● **EXTRACTED INFORMATION**
-- -- --

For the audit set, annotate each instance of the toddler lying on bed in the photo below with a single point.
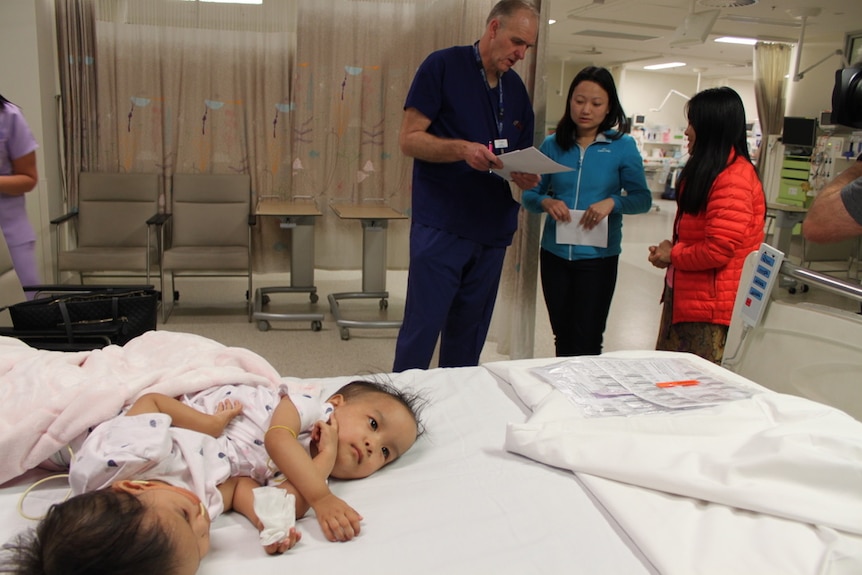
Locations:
(152, 480)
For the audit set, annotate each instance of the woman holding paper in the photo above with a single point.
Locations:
(583, 230)
(719, 221)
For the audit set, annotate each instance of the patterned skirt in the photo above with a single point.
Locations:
(700, 338)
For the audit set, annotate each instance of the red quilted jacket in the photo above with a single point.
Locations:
(710, 247)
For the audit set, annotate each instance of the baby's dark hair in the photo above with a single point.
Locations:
(102, 532)
(413, 401)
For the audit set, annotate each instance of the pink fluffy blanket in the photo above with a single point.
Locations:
(48, 398)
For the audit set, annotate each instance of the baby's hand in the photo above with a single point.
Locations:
(285, 544)
(339, 521)
(325, 435)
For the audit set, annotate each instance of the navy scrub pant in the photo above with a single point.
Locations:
(451, 289)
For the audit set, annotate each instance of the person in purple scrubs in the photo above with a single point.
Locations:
(18, 176)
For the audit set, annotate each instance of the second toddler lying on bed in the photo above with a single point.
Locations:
(153, 478)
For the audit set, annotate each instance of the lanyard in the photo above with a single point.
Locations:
(500, 111)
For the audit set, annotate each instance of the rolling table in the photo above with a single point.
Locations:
(375, 220)
(299, 218)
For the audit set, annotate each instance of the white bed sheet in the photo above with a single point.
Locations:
(686, 535)
(457, 502)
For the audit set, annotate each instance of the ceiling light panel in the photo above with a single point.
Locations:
(614, 35)
(726, 3)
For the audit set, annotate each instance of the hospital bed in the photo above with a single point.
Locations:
(806, 349)
(511, 476)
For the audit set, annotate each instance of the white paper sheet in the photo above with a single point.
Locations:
(529, 161)
(577, 235)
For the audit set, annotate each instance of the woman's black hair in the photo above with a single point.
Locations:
(717, 116)
(103, 532)
(414, 402)
(567, 130)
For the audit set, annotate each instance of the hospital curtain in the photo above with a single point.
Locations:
(306, 96)
(76, 43)
(771, 66)
(513, 326)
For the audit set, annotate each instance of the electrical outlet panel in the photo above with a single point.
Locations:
(764, 278)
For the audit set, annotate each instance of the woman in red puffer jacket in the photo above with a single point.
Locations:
(720, 215)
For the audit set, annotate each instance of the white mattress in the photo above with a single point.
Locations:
(463, 501)
(456, 503)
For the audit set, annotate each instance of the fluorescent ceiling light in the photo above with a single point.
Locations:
(665, 65)
(737, 40)
(230, 1)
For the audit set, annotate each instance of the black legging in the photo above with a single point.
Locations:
(578, 295)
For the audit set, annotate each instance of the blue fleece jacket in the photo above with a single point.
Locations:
(603, 170)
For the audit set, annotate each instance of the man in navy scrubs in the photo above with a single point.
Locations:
(464, 108)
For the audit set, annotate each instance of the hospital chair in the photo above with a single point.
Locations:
(207, 232)
(112, 224)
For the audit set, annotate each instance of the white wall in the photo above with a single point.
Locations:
(28, 78)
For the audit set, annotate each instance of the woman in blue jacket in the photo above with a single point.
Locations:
(585, 208)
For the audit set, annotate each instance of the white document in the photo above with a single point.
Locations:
(575, 234)
(529, 161)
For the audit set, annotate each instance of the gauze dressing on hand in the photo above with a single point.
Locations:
(276, 509)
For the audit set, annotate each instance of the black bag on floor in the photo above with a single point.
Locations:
(76, 318)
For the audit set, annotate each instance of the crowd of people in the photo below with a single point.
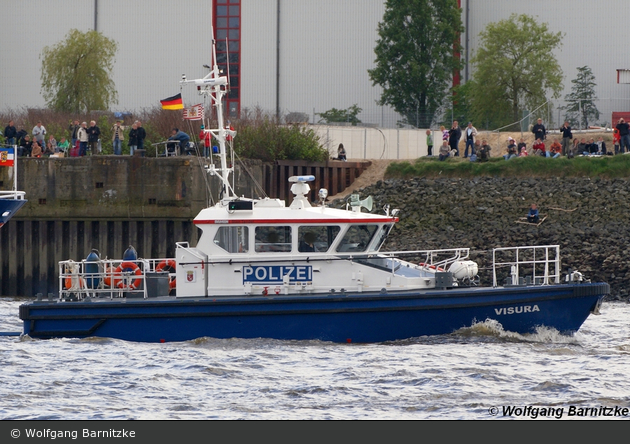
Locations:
(563, 145)
(81, 140)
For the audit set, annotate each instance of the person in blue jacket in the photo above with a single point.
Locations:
(181, 137)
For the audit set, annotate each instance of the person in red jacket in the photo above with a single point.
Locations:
(616, 140)
(539, 148)
(205, 136)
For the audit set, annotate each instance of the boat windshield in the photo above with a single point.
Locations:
(357, 238)
(273, 239)
(316, 238)
(380, 237)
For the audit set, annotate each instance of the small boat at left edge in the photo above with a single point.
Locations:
(10, 201)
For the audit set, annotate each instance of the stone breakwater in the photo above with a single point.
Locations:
(588, 218)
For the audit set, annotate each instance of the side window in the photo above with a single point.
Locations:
(233, 239)
(273, 239)
(357, 238)
(317, 238)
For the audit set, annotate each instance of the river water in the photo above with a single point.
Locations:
(476, 373)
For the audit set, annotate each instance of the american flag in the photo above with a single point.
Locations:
(194, 112)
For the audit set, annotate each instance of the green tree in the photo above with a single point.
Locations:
(415, 58)
(76, 73)
(514, 69)
(341, 115)
(582, 98)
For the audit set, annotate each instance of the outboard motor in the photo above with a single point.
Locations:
(130, 254)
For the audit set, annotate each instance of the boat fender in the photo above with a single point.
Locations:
(135, 269)
(169, 264)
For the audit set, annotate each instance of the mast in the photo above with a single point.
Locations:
(215, 86)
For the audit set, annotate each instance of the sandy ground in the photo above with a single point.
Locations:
(497, 141)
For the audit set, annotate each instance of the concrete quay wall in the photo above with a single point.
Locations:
(106, 203)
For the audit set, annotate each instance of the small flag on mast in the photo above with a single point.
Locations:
(7, 156)
(174, 102)
(194, 112)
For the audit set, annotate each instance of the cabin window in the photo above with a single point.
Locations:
(233, 239)
(273, 239)
(381, 236)
(316, 238)
(357, 238)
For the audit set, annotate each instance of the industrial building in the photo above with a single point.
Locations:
(285, 56)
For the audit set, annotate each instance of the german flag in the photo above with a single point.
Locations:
(174, 102)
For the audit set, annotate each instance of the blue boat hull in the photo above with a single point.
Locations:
(8, 208)
(360, 318)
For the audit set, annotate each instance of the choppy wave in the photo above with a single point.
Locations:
(456, 376)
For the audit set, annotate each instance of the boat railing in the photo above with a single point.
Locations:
(19, 195)
(113, 278)
(526, 265)
(392, 260)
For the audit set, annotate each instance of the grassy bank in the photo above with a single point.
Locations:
(609, 167)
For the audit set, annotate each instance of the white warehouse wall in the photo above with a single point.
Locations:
(326, 47)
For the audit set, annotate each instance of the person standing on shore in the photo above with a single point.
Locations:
(73, 129)
(39, 131)
(532, 216)
(454, 135)
(82, 137)
(429, 143)
(94, 133)
(539, 130)
(470, 133)
(117, 138)
(9, 133)
(133, 139)
(566, 138)
(142, 134)
(624, 136)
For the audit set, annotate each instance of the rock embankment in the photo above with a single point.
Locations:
(588, 218)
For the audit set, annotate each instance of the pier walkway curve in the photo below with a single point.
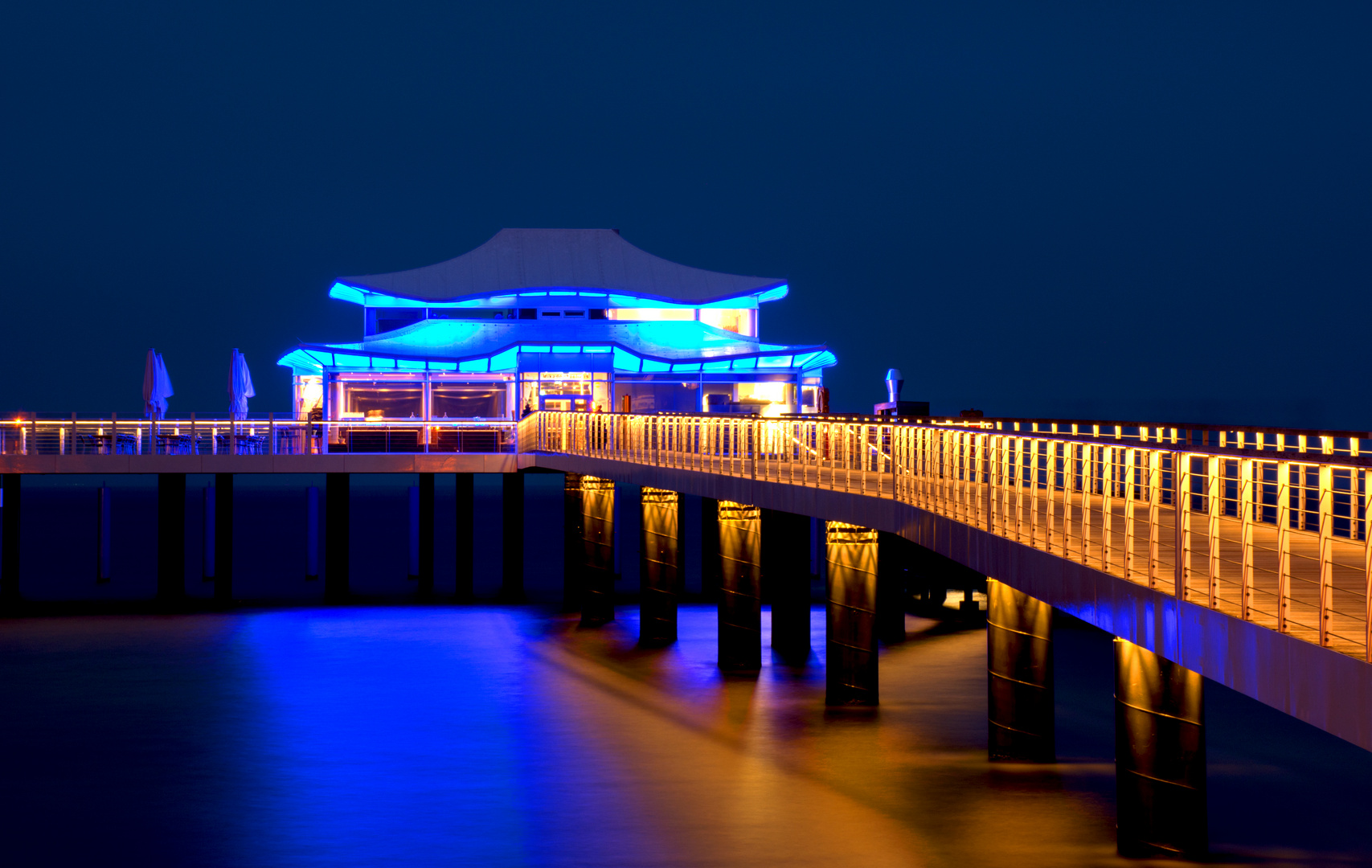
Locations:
(1261, 586)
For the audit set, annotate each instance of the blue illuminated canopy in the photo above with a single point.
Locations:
(557, 262)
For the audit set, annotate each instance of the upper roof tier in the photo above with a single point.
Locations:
(518, 260)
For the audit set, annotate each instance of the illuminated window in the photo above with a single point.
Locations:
(650, 314)
(469, 399)
(379, 399)
(770, 399)
(741, 321)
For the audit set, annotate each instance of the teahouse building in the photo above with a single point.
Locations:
(556, 320)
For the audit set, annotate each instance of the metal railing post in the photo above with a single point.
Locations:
(1283, 545)
(1246, 506)
(1214, 495)
(1325, 501)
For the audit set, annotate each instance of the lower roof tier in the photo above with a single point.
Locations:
(493, 347)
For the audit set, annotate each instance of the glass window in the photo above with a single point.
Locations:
(469, 399)
(652, 313)
(383, 399)
(741, 321)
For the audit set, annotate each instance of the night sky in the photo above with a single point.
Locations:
(1102, 210)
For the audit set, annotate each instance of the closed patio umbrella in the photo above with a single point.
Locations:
(157, 386)
(240, 387)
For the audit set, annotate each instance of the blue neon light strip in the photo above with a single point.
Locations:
(358, 295)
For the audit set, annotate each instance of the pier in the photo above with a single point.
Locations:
(1238, 555)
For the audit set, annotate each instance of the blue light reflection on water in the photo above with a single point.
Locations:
(504, 737)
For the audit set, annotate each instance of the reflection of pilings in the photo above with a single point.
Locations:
(851, 646)
(1020, 675)
(894, 555)
(739, 588)
(224, 535)
(786, 579)
(512, 534)
(710, 551)
(1160, 755)
(572, 555)
(660, 567)
(597, 551)
(170, 536)
(424, 590)
(464, 527)
(10, 538)
(337, 501)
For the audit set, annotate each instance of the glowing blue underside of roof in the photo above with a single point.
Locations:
(314, 361)
(563, 297)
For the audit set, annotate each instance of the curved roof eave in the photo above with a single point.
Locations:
(537, 260)
(608, 347)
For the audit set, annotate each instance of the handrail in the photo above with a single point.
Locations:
(1273, 536)
(265, 436)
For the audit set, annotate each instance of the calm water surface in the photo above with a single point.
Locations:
(506, 737)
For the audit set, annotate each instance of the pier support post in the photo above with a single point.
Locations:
(426, 532)
(851, 637)
(572, 545)
(597, 551)
(512, 538)
(786, 580)
(660, 567)
(224, 538)
(170, 538)
(892, 586)
(10, 539)
(710, 551)
(1160, 755)
(739, 588)
(337, 502)
(1020, 676)
(464, 536)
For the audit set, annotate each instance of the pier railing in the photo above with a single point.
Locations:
(252, 436)
(1267, 526)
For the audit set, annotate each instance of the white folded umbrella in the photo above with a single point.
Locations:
(240, 386)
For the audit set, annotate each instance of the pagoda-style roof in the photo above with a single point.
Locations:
(518, 260)
(456, 345)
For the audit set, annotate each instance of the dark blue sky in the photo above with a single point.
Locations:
(1110, 210)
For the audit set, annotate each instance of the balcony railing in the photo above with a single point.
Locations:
(1269, 526)
(254, 436)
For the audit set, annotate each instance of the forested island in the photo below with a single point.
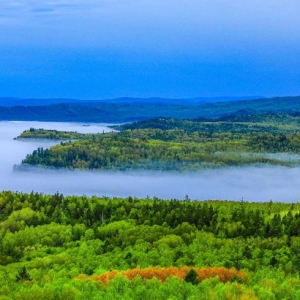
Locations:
(175, 145)
(78, 247)
(74, 247)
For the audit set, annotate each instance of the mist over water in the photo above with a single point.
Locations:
(249, 183)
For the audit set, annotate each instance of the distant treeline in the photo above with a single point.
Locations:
(125, 112)
(172, 144)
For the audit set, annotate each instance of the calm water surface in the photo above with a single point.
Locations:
(254, 184)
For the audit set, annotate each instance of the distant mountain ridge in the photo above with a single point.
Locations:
(10, 101)
(126, 112)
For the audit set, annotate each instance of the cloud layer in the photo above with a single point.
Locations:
(170, 48)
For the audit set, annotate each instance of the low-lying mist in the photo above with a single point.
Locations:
(249, 183)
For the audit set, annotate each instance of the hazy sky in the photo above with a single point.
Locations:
(169, 48)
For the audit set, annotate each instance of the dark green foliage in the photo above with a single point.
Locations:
(177, 145)
(59, 237)
(23, 275)
(192, 277)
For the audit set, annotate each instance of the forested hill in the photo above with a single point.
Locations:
(233, 123)
(74, 247)
(177, 145)
(124, 112)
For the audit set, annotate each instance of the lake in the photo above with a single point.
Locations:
(248, 183)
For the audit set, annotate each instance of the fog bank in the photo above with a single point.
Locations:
(249, 183)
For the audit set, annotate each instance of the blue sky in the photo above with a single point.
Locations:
(142, 48)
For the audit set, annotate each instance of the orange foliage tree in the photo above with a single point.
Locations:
(162, 274)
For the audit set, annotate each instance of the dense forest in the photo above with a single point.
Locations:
(175, 145)
(74, 247)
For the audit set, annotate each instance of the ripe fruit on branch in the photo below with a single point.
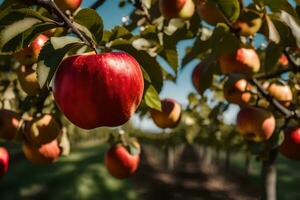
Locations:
(28, 80)
(120, 163)
(283, 61)
(255, 124)
(42, 130)
(9, 123)
(183, 9)
(236, 90)
(290, 146)
(169, 116)
(243, 61)
(44, 154)
(4, 161)
(30, 54)
(249, 23)
(281, 92)
(209, 12)
(71, 5)
(98, 90)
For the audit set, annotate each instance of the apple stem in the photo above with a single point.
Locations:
(50, 5)
(97, 4)
(139, 5)
(286, 112)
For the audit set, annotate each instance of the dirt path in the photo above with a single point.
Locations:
(189, 181)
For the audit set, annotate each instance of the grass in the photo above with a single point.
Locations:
(288, 176)
(81, 175)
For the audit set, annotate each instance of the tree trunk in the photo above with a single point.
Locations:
(269, 175)
(227, 159)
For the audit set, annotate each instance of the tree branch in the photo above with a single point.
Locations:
(52, 7)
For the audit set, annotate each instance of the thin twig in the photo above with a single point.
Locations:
(50, 5)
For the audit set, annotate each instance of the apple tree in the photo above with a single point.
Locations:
(58, 60)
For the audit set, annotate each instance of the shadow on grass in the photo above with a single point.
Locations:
(81, 175)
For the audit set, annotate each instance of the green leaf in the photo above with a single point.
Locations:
(152, 98)
(52, 54)
(170, 54)
(13, 42)
(230, 8)
(90, 19)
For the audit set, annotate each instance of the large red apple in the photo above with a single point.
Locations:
(256, 124)
(30, 54)
(71, 5)
(236, 90)
(4, 161)
(9, 124)
(243, 61)
(98, 90)
(183, 9)
(290, 146)
(120, 163)
(43, 154)
(169, 116)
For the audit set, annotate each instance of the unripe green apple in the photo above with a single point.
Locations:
(44, 154)
(236, 90)
(170, 115)
(243, 61)
(183, 9)
(249, 23)
(28, 80)
(9, 123)
(255, 124)
(42, 130)
(71, 5)
(290, 146)
(30, 54)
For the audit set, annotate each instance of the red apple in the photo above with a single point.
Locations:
(256, 124)
(9, 124)
(236, 90)
(44, 154)
(283, 60)
(42, 130)
(4, 161)
(120, 163)
(290, 146)
(183, 9)
(209, 12)
(98, 90)
(169, 116)
(71, 5)
(30, 54)
(281, 92)
(249, 23)
(243, 61)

-- -- --

● **WHAT YOU ARE ASKED TO DO**
Of the lines above, extract only those from the line with "For the audit set, annotate each instance of the concrete" to the line with "For the audit set, annotate each instance of the cabin", both included, exactly as written.

● **EXERCISE SOLUTION**
For the audit set, annotate each instance of the concrete quay wall in the photo above with a single point.
Locations:
(106, 203)
For the audit set, annotate each instance of the small flag on mast in the photo above with a single point.
Locations:
(7, 156)
(174, 102)
(194, 112)
For the audit set, annotate each instance of the cabin window in the photo above with a single point.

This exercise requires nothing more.